Task 1: Identify and copy out every line in the rows below that contains the string "windshield". Case counts.

Selected excerpt:
_ _ _ _ _ _ _

A postscript version of Goldberg's paper along with some commentary by
Doug Priest can be found at http://www.validgh.com/.


> [The IEEE Standard says] "Infinity arithmetic shall be construed as
> the limiting case of real arithmetic with operands of arbitrarily
> large magnitude, when such a limit exists."


...


> [Goldberg] discusses 0/0 vs. 1/0,


The limit of the ratio of two functions tending toward zero can be
arbitrary; therefore, 0/0 is NaN. However, if the numerator converges
on some non-zero value c, the ratio is +/-infinity. Therefore, in
IEEE arithmetic x/0 is +/-infinity for any finite, non-zero x.


>and the argument is trivially modified to deal with comparisons.


Unlike division, strictly speaking, comparison is not an "arithmetic"
operation as referred to the standard. Therefore, the limit argument
does not apply. (You can't construct a rational or algebraic function
giving 0 or 1 as an answer depending on if its two arguments are
equal.)


>So, what about Inf:Inf (that is, infinity compared to infinity)?


[comparing ratio of two functions with a limit of infinity at x]


>So (Inf==Inf) is false.

_ _ _ _ _ _ _

Data supplied:
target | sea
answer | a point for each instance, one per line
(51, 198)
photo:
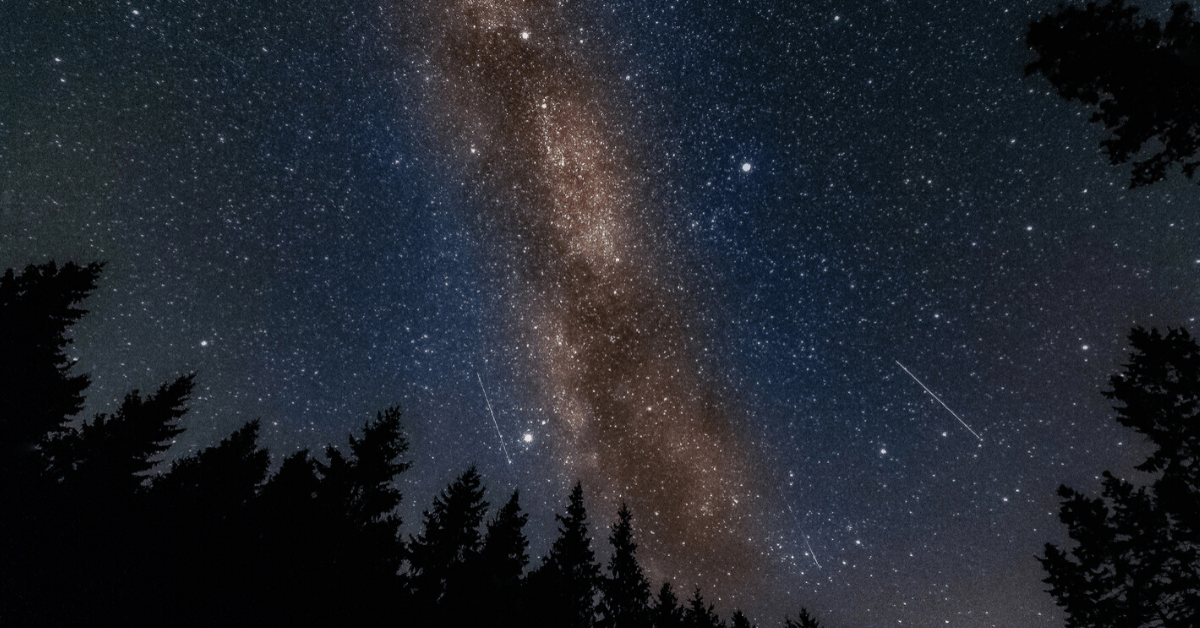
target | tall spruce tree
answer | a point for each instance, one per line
(109, 458)
(448, 548)
(804, 620)
(625, 591)
(699, 615)
(1143, 78)
(502, 563)
(666, 612)
(1137, 555)
(39, 393)
(738, 620)
(567, 582)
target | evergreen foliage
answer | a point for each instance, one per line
(448, 548)
(1135, 558)
(666, 612)
(738, 620)
(625, 591)
(568, 580)
(697, 615)
(1141, 77)
(502, 564)
(803, 620)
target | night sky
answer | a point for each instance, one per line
(683, 247)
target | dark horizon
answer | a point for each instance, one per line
(328, 211)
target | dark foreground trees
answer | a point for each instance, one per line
(1135, 560)
(1141, 77)
(95, 531)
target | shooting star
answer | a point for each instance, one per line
(493, 418)
(805, 537)
(940, 401)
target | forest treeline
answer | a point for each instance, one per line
(97, 533)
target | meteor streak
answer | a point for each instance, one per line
(940, 401)
(493, 419)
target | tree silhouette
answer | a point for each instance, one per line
(565, 584)
(625, 590)
(697, 615)
(109, 458)
(449, 546)
(502, 563)
(1141, 77)
(1135, 560)
(37, 392)
(738, 620)
(203, 530)
(804, 620)
(666, 612)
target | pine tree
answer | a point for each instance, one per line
(502, 563)
(804, 620)
(359, 494)
(205, 545)
(107, 460)
(449, 543)
(625, 590)
(1137, 550)
(666, 612)
(565, 584)
(504, 555)
(1141, 77)
(739, 620)
(697, 615)
(37, 392)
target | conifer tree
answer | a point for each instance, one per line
(1143, 78)
(502, 563)
(39, 393)
(625, 590)
(505, 548)
(108, 459)
(697, 615)
(804, 620)
(449, 544)
(360, 495)
(565, 584)
(738, 620)
(1137, 550)
(666, 612)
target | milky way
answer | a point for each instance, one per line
(606, 327)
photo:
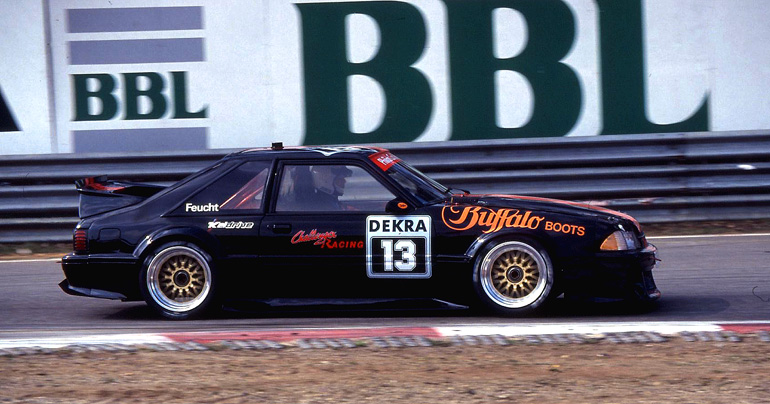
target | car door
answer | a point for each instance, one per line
(328, 232)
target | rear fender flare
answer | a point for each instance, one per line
(189, 234)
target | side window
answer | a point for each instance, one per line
(330, 188)
(240, 189)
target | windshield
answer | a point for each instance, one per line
(420, 186)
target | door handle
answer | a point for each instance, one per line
(279, 227)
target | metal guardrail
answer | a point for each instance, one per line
(656, 178)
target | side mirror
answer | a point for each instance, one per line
(398, 206)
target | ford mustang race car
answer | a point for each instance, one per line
(344, 222)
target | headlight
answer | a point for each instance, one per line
(619, 241)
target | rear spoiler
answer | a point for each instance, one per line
(100, 195)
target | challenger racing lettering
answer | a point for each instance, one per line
(314, 236)
(466, 218)
(210, 207)
(343, 245)
(384, 159)
(231, 225)
(579, 231)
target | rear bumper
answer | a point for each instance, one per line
(106, 276)
(623, 275)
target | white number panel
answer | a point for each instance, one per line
(398, 246)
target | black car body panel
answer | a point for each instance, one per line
(390, 232)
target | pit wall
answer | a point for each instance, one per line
(91, 76)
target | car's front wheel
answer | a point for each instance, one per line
(177, 280)
(513, 277)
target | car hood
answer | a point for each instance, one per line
(543, 205)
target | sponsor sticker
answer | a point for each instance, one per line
(325, 240)
(210, 207)
(493, 220)
(398, 246)
(230, 225)
(384, 159)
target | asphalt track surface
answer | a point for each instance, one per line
(716, 278)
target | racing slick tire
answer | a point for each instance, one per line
(177, 281)
(513, 277)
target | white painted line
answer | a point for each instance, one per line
(708, 236)
(60, 342)
(665, 328)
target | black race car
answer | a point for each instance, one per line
(343, 222)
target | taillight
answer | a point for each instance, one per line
(81, 240)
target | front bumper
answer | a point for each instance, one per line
(106, 276)
(625, 275)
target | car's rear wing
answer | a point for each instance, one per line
(99, 195)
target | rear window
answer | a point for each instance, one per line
(240, 189)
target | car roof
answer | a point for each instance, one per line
(308, 151)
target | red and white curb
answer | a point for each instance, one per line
(400, 336)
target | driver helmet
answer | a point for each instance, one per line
(330, 179)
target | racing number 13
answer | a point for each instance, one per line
(408, 261)
(398, 246)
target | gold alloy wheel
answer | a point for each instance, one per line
(179, 279)
(515, 275)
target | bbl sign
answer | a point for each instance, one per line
(138, 76)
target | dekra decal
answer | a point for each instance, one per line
(397, 225)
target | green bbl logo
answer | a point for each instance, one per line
(557, 93)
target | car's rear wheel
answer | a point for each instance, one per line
(177, 280)
(513, 277)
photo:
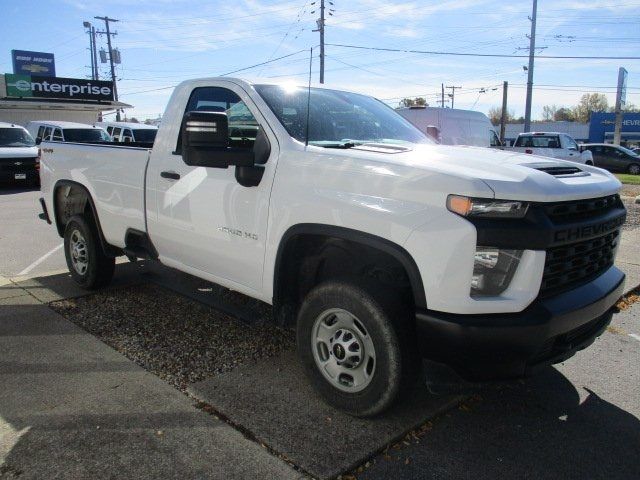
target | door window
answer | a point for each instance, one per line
(40, 134)
(494, 141)
(57, 135)
(570, 143)
(116, 134)
(243, 126)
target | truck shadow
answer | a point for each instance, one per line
(541, 428)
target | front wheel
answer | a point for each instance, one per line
(89, 266)
(353, 344)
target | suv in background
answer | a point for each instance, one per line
(128, 132)
(19, 156)
(59, 131)
(614, 157)
(552, 144)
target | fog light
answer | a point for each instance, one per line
(493, 269)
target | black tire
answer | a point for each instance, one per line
(385, 321)
(99, 267)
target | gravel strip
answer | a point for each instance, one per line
(633, 214)
(173, 337)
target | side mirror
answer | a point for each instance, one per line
(433, 132)
(205, 142)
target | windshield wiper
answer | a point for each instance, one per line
(347, 144)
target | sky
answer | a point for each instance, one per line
(163, 42)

_ _ _ _ _ _ _

Task 2: In the excerpt on IEEE infinity arithmetic, what is the result of x/0 for any finite, non-zero x?

Correct response 1:
target | windshield
target | windshield wiper

Correct response 2: +/-infinity